Task to carry out
Nothing in the listing should be dropped or altered when it is copied.

◇ ◇ ◇ ◇ ◇

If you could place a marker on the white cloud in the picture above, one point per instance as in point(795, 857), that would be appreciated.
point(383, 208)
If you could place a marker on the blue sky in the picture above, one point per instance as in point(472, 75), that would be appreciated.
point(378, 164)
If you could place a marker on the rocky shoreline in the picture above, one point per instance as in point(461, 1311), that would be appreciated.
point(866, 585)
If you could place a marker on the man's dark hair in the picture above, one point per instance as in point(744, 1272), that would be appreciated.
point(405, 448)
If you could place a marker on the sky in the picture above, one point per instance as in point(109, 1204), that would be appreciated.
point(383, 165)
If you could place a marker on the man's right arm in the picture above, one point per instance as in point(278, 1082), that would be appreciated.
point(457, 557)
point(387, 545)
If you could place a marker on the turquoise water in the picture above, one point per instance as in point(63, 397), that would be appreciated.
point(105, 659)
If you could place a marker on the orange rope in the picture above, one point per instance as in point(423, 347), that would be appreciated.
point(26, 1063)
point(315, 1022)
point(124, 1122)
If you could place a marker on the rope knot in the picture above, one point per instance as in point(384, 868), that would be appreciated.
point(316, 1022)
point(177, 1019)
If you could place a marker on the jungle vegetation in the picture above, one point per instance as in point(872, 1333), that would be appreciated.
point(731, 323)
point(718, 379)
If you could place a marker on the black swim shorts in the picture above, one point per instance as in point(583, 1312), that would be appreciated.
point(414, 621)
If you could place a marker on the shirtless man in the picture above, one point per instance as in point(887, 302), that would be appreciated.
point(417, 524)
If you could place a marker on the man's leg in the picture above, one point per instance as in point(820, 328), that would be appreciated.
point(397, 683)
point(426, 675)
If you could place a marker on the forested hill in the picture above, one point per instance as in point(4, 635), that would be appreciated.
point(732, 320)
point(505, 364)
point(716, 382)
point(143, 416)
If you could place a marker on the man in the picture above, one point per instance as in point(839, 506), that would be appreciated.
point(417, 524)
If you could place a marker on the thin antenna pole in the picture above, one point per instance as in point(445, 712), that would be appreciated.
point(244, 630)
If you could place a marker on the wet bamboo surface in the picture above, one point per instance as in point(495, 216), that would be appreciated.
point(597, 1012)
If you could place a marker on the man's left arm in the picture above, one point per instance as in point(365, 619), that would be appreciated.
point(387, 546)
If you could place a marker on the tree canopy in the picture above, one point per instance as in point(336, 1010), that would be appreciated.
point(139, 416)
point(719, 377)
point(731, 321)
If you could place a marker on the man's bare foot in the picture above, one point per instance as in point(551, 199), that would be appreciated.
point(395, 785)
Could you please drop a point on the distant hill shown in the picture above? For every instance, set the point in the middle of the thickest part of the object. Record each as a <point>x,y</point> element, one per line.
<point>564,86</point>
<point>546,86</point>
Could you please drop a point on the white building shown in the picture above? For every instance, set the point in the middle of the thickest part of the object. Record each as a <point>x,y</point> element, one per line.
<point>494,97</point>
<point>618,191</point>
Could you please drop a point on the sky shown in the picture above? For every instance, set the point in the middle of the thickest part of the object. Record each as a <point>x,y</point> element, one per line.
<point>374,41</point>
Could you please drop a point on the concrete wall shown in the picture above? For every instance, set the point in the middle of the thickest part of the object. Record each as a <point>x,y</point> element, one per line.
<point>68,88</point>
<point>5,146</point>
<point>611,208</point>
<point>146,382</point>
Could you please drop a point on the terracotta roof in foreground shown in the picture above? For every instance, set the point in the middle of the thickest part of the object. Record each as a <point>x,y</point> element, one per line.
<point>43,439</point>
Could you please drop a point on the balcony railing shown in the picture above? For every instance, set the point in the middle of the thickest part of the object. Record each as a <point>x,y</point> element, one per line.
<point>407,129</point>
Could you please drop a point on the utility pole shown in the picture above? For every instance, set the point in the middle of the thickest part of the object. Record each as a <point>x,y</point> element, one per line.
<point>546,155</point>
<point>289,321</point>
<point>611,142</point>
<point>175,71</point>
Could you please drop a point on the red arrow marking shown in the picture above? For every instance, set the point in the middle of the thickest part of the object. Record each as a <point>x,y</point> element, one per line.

◇ ◇ ◇ ◇ ◇

Answer space
If you could place a marker on the white cloud in the picture above, one point per instance as in point(795, 857), that would be appreciated.
point(383, 208)
If you could place a marker on the blue sky in the picture above, one point per instance as in point(472, 75), that would be appreciated.
point(378, 164)
If you could place a marker on the rocky shoreline in the picture above, one point per instance as in point(461, 1311), that would be appreciated.
point(866, 585)
If you could place a marker on the man's dark hair in the picture above, one point per instance as in point(744, 1272), that would be appreciated.
point(405, 448)
If you could place a marker on the sky in the picture above, one point per instance as in point(109, 1204), that would be appreciated.
point(383, 165)
If you could place a marker on the man's right arm in the picture above, one point per instance as in point(278, 1082), that would be appreciated.
point(457, 557)
point(387, 545)
If you could place a marker on the turquoise water in the picture above, one point per instance as in point(63, 397), that would be appreciated.
point(105, 659)
If you could place a marker on the orange rope in the picture above, one point per instance as in point(423, 347), that would be appreciated.
point(26, 1063)
point(315, 1022)
point(124, 1122)
If you could place a marker on the rope knot in the picture above, one point per instance as in point(384, 868), that would be appreciated.
point(316, 1022)
point(177, 1019)
If you could place a marker on the jungle vegetation in the picture above, one point per instance as in point(872, 1333), that would be appreciated.
point(731, 323)
point(718, 379)
If you could place a marker on the black swim shorts in the picture above, one point per instance as in point(583, 1312), that would be appreciated.
point(414, 621)
If you could place a marker on the shirtless man in the picture above, one point per instance as in point(887, 302), that would be appreciated.
point(417, 524)
If you could place a marker on the man's leg in the picture above, one point per instance as in point(820, 328), that would be appreciated.
point(397, 683)
point(426, 675)
If you could place a marker on the forested hill in the picture above, one point per instance as in point(4, 635), that would be appreciated.
point(732, 320)
point(505, 364)
point(716, 382)
point(143, 416)
If you could place a marker on the man in the picture above, one point per instance as in point(839, 506), that would be appreciated.
point(417, 524)
If you could place a marker on the thin antenna pole in the picture above, one point per instance as in point(445, 712), that would be appreciated.
point(244, 630)
If you could place a marker on the wet bamboo surface in the picture above, one point per instance as in point(495, 216), that would be appreciated.
point(597, 1012)
If you could place a marker on the man's left arm in the picture above, one point per instance as in point(365, 619), that would be appreciated.
point(387, 546)
If you could place a marker on the tree canopy in the picture above, one point per instance as in point(336, 1010), that would be appreciated.
point(139, 416)
point(719, 377)
point(731, 321)
If you could place a marker on the man's bare foot in the picture above, one point per instance as in point(551, 199), that would be appreciated.
point(395, 785)
Could you please drop a point on the distant hill shown in the picture above? For every instance, set the point in the middle of the thickest part of the object. Record each as a <point>x,y</point> element, one per line.
<point>564,86</point>
<point>546,86</point>
Could you please drop a point on the white building shown in the picture above? For every instance, set the point in the middle of the thickest part of the object. Record each as a <point>x,y</point> element, one per line.
<point>494,97</point>
<point>618,191</point>
Could you please drop a point on the sky shown in the picture above? For every instance, set the point in the middle of the thickest part of the object. Record each as a <point>x,y</point> element, one per line.
<point>374,41</point>
Could you please drop a point on the concrete wall shown in the picture above? For every instance, set the point in the middle of the thickest part of the object. Record each as a <point>x,y</point> element, one per line.
<point>68,88</point>
<point>5,146</point>
<point>611,208</point>
<point>146,382</point>
Could you please drop a point on the terracotta roof in foreground shown in the picture above? For every instance, set the point in the middle of the thickest part of the object. Record each as a <point>x,y</point> element, one per line.
<point>43,439</point>
Could you please drop a point on the balcony railing shown in the picture above? For every instance, set the point in the middle of the thickest part of the object. Record each as a <point>x,y</point> element, one per line.
<point>407,129</point>
Could you please drop a point on the utility pole shown in the picture above? For every instance, set the point in the middle of the thickest part of the object. Record each as a <point>x,y</point> element, one per line.
<point>546,155</point>
<point>289,321</point>
<point>611,142</point>
<point>175,71</point>
Could you please drop a point on the red arrow marking shown in the picture above? For every instance, set the point in the middle of the thickest part of the object. Record each as a <point>x,y</point> element, one per line.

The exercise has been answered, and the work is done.